----- ENTRIES SHOWN

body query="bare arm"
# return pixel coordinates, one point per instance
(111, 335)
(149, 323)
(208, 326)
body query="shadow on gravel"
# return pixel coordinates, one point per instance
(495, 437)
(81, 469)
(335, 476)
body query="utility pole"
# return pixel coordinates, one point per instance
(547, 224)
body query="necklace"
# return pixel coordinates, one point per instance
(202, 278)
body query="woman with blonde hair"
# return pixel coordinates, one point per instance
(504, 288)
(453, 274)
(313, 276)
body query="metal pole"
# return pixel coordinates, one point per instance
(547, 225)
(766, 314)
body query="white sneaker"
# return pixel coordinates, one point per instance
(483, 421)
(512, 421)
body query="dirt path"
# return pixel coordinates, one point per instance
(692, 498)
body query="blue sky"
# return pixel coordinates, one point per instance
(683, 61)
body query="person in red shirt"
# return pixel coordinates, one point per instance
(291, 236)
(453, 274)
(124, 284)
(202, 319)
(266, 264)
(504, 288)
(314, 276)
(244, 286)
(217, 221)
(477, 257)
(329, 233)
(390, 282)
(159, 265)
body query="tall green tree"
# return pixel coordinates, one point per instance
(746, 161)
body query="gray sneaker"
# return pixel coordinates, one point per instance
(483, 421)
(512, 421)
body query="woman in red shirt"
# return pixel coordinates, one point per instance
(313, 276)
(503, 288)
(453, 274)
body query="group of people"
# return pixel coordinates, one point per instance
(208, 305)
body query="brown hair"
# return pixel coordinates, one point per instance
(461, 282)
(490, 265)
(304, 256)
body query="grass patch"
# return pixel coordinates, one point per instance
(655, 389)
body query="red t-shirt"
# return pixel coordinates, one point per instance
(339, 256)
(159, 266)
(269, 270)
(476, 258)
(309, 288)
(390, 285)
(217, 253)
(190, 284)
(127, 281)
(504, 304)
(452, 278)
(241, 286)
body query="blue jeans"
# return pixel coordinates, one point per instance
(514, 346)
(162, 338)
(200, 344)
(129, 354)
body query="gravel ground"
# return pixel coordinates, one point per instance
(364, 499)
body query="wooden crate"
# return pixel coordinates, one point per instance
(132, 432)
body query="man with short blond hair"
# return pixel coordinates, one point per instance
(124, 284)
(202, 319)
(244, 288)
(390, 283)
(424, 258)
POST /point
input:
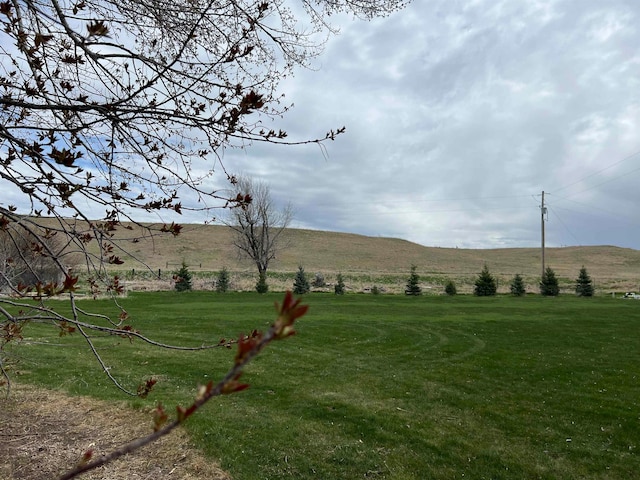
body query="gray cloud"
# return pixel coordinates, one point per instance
(459, 114)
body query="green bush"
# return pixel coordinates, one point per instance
(338, 288)
(222, 284)
(182, 278)
(517, 286)
(301, 284)
(261, 286)
(413, 284)
(450, 288)
(485, 284)
(549, 283)
(584, 287)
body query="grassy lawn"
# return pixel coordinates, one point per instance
(386, 386)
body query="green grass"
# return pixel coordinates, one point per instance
(387, 386)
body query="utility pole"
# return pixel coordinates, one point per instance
(543, 212)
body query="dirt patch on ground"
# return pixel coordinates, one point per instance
(44, 433)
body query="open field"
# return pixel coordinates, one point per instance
(363, 261)
(386, 386)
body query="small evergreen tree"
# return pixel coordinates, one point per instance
(222, 285)
(301, 284)
(584, 288)
(450, 288)
(261, 286)
(182, 278)
(517, 286)
(318, 281)
(485, 284)
(338, 288)
(549, 283)
(413, 284)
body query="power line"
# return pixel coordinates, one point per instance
(598, 173)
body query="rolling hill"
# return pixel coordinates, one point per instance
(375, 260)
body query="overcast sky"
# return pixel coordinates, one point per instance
(459, 114)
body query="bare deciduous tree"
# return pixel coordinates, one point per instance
(258, 224)
(109, 108)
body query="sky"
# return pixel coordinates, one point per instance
(458, 115)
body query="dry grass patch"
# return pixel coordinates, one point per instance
(44, 433)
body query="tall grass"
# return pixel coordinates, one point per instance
(387, 386)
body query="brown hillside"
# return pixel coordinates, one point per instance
(208, 248)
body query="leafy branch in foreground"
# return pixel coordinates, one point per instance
(249, 346)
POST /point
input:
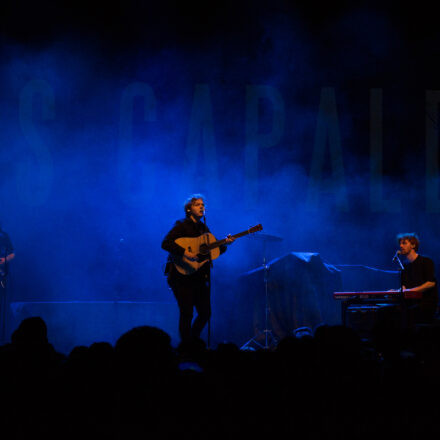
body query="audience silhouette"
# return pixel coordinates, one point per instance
(317, 383)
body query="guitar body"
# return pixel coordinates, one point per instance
(199, 246)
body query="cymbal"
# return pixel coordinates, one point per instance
(265, 237)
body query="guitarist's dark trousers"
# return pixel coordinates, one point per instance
(192, 292)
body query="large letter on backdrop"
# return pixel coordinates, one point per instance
(327, 130)
(432, 157)
(35, 172)
(128, 194)
(377, 202)
(201, 136)
(256, 140)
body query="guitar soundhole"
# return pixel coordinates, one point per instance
(204, 249)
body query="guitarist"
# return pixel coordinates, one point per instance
(193, 290)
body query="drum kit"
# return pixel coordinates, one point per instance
(264, 338)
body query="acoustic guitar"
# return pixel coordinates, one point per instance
(206, 247)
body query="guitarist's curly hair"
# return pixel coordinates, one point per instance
(412, 237)
(190, 200)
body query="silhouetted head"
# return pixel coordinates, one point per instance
(31, 331)
(144, 346)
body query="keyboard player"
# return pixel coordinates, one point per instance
(418, 276)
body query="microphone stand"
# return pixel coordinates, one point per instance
(209, 286)
(3, 276)
(401, 269)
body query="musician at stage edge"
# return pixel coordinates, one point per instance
(188, 271)
(418, 275)
(6, 255)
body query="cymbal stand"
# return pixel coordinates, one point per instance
(268, 335)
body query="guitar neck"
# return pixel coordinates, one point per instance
(221, 242)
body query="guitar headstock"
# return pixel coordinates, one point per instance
(255, 229)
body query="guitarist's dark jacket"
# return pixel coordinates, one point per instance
(185, 228)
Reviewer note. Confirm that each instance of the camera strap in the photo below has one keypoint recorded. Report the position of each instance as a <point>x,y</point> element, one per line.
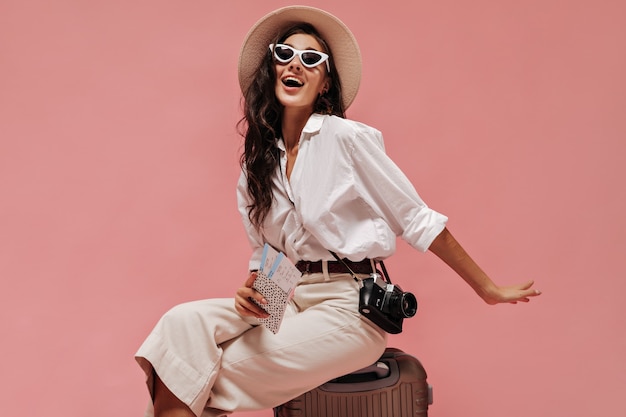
<point>382,266</point>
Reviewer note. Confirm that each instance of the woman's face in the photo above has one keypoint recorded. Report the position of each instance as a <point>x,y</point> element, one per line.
<point>296,85</point>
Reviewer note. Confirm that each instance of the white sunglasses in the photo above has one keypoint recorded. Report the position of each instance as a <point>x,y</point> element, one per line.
<point>310,58</point>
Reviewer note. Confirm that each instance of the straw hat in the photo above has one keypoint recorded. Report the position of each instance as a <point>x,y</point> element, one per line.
<point>344,48</point>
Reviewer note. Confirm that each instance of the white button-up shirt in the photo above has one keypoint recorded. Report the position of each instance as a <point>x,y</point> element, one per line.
<point>344,194</point>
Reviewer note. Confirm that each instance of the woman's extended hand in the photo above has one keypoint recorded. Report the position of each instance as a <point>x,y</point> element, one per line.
<point>511,294</point>
<point>446,247</point>
<point>244,297</point>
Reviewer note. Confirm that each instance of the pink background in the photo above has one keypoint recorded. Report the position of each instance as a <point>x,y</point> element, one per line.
<point>118,161</point>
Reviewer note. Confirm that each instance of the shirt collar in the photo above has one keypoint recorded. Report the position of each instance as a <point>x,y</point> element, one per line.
<point>312,126</point>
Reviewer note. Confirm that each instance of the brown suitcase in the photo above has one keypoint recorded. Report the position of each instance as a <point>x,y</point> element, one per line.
<point>395,386</point>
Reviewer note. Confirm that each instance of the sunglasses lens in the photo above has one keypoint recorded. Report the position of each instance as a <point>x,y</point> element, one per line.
<point>310,58</point>
<point>283,53</point>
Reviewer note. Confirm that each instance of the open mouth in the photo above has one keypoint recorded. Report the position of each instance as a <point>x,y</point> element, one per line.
<point>292,82</point>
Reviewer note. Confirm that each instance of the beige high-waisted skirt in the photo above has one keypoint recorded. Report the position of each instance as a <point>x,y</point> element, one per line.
<point>217,361</point>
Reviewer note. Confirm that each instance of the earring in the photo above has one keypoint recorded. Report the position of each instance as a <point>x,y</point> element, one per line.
<point>323,104</point>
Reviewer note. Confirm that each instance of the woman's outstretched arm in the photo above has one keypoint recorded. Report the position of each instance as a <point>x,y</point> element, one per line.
<point>446,247</point>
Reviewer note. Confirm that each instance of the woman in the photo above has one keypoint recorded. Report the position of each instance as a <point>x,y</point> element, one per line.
<point>312,181</point>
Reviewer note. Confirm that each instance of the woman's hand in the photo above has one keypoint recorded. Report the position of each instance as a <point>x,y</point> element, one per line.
<point>446,247</point>
<point>511,294</point>
<point>244,297</point>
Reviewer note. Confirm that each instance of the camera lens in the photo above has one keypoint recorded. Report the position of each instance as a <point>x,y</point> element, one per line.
<point>408,304</point>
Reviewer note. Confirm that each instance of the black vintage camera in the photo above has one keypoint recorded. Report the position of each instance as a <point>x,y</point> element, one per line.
<point>384,303</point>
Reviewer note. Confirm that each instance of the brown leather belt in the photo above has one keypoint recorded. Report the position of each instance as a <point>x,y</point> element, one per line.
<point>335,267</point>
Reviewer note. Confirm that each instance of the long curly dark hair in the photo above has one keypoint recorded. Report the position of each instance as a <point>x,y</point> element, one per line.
<point>261,124</point>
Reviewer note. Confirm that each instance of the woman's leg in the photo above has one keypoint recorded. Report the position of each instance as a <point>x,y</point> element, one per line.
<point>183,352</point>
<point>167,404</point>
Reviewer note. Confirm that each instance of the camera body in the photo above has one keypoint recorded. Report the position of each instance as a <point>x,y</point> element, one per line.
<point>385,304</point>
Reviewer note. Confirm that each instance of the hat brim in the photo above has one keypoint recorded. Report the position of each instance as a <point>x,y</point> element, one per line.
<point>342,43</point>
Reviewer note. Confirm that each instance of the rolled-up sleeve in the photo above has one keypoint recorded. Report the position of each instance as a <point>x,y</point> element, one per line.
<point>387,190</point>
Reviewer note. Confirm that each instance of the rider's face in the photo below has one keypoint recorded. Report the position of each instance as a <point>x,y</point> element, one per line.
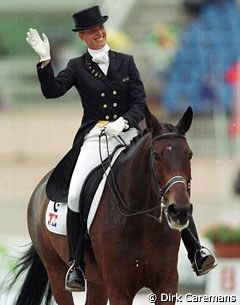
<point>94,38</point>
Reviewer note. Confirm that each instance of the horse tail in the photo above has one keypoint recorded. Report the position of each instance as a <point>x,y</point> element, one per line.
<point>35,288</point>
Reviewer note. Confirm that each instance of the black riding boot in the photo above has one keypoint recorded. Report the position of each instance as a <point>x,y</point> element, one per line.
<point>202,258</point>
<point>75,279</point>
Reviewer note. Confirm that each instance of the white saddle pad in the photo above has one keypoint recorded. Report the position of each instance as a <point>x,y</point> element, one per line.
<point>56,213</point>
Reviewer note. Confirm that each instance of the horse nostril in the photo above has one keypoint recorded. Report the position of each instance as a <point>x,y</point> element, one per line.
<point>175,210</point>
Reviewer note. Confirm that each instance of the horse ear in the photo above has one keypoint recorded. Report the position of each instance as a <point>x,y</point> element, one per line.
<point>185,122</point>
<point>151,121</point>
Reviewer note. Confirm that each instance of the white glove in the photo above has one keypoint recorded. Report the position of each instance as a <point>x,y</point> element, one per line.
<point>40,45</point>
<point>114,128</point>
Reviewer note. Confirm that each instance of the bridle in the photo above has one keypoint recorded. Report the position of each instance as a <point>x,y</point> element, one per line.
<point>160,191</point>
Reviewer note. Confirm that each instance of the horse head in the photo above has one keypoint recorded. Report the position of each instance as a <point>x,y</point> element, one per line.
<point>170,164</point>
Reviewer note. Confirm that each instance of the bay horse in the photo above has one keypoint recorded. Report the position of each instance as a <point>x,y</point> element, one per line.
<point>135,235</point>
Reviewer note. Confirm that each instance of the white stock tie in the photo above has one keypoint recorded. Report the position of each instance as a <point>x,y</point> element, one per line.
<point>101,58</point>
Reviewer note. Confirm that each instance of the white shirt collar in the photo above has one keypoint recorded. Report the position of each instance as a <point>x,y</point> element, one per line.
<point>105,49</point>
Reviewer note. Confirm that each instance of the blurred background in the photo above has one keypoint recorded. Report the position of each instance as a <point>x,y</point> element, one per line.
<point>187,53</point>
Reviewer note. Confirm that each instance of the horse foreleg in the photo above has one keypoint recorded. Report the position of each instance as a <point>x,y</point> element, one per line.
<point>167,294</point>
<point>96,294</point>
<point>56,275</point>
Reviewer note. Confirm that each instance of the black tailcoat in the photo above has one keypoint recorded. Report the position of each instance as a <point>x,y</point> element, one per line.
<point>104,97</point>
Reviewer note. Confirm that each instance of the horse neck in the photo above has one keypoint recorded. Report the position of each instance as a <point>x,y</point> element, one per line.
<point>135,174</point>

----------

Present each line from the listing that holds the string "gravel".

(WRITTEN SOLUTION):
body query="shadow on gravel"
body query="gravel ground"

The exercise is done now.